• **Task requirements**
**A.** List every lemma that the text on the finite part of a morphism cites from another chapter, with each lemma's chapter name and number.
**B.** Reproduce the passage of the text on the finite part of a morphism from "For applications we" to "the fppf topology." without any changes.
**C.** In the text on the finite part of a morphism, for what kind of morphism $f$ is the functor $(X/Y)_{fin}$ said to be of main interest in applications?

• **Document segment**
^^^^

The Stacks project

73.12 The finite part of a morphism

Let $S$ be a scheme. Let $f : X \to Y$ be a morphism of algebraic spaces over $S$. For an algebraic space or a scheme $T$ over $S$ consider pairs $(a, Z)$ where

73.12.0.1
\begin{equation} \label{spaces-more-groupoids-equation-finite-conditions} \begin{matrix} a : T \to Y\text{ is a morphism over }S, \\ Z \subset T \times _ Y X\text{ is an open subspace} \\ \text{such that }\text{pr}_0|_ Z : Z \to T\text{ is finite.} \end{matrix} \end{equation}

Suppose $h : T' \to T$ is a morphism of algebraic spaces over $S$ and $(a, Z)$ is a pair as in (73.12.0.1) over $T$. Set $a' = a \circ h$ and $Z' = (h \times \text{id}_ X)^{-1}(Z) = T' \times _ T Z$. Then $(a', Z')$ is a pair as in (73.12.0.1) over $T'$. This follows as finite morphisms are preserved under base change, see Morphisms of Spaces, Lemma 61.45.5. Thus we obtain a functor

73.12.0.2
\begin{equation} \label{spaces-more-groupoids-equation-finite} \begin{matrix} (X/Y)_{fin} : & (\mathit{Sch}/S)^{opp} & \longrightarrow & \textit{Sets} \\ & T & \longmapsto & \{ (a, Z)\text{ as above}\} \end{matrix} \end{equation}

For applications we are mainly interested in this functor $(X/Y)_{fin}$ when $f$ is separated and locally of finite type. To get an idea of what this is all about, take a look at Remark 73.12.6.

Lemma 73.12.1. Let $S$ be a scheme. Let $f : X \to Y$ be a morphism of algebraic spaces over $S$. Then we have

  1. The presheaf $(X/Y)_{fin}$ satisfies the sheaf condition for the fppf topology.

  2. If $T$ is an algebraic space over $S$, then there is a canonical bijection

    \[ \mathop{Mor}\nolimits _{\mathop{\mathit{Sh}}\nolimits ((\mathit{Sch}/S)_{fppf})}(T, (X/Y)_{fin}) = \{ (a, Z)\text{ satisfying 04PC}\} \]

Proof. Let $T$ be an algebraic space over $S$. Let $\{ T_ i \to T\} $ be an fppf covering (by algebraic spaces). Let $s_ i = (a_ i, Z_ i)$ be pairs over $T_ i$ satisfying 73.12.0.1 such that we have $s_ i|_{T_ i \times _ T T_ j} = s_ j|_{T_ i \times _ T T_ j}$. First, this implies in particular that $a_ i$ and $a_ j$ define the same morphism $T_ i \times _ T T_ j \to Y$. By Descent on Spaces, Lemma 68.6.2 we deduce that there exists a unique morphism $a : T \to Y$ such that $a_ i$ equals the composition $T_ i \to T \to Y$. Second, this implies that $Z_ i \subset T_ i \times _ Y X$ are open subspaces whose inverse images in $(T_ i \times _ T T_ j) \times _ Y X$ are equal. Since $\{ T_ i \times _ Y X \to T \times _ Y X\} $ is an fppf covering we deduce that there exists a unique open subspace $Z \subset T \times _ Y X$ which restricts back to $Z_ i$ over $T_ i$, see Descent on Spaces, Lemma 68.6.1. We claim that the projection $Z \to T$ is finite. This follows as being finite is local for the fpqc topology, see Descent on Spaces, Lemma 68.10.23.

^^^^

• **Data**

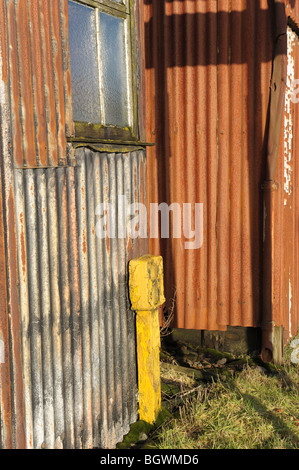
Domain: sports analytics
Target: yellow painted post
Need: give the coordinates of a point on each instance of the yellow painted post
(147, 294)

^^^^

• **Solutions to the tasks**
**A.**
Morphisms of Spaces, Lemma 61.45.5
Descent on Spaces, Lemma 68.6.2
Descent on Spaces, Lemma 68.6.1
Descent on Spaces, Lemma 68.10.23

**B.**
For applications we are mainly interested in this functor $(X/Y)_{fin}$ when $f$ is separated and locally of finite type. To get an idea of what this is all about, take a look at Remark 73.12.6.

Lemma 73.12.1. Let $S$ be a scheme. Let $f : X \to Y$ be a morphism of algebraic spaces over $S$. Then we have

  1. The presheaf $(X/Y)_{fin}$ satisfies the sheaf condition for the fppf topology.

**C.** It is of main interest when $f$ is separated and locally of finite type.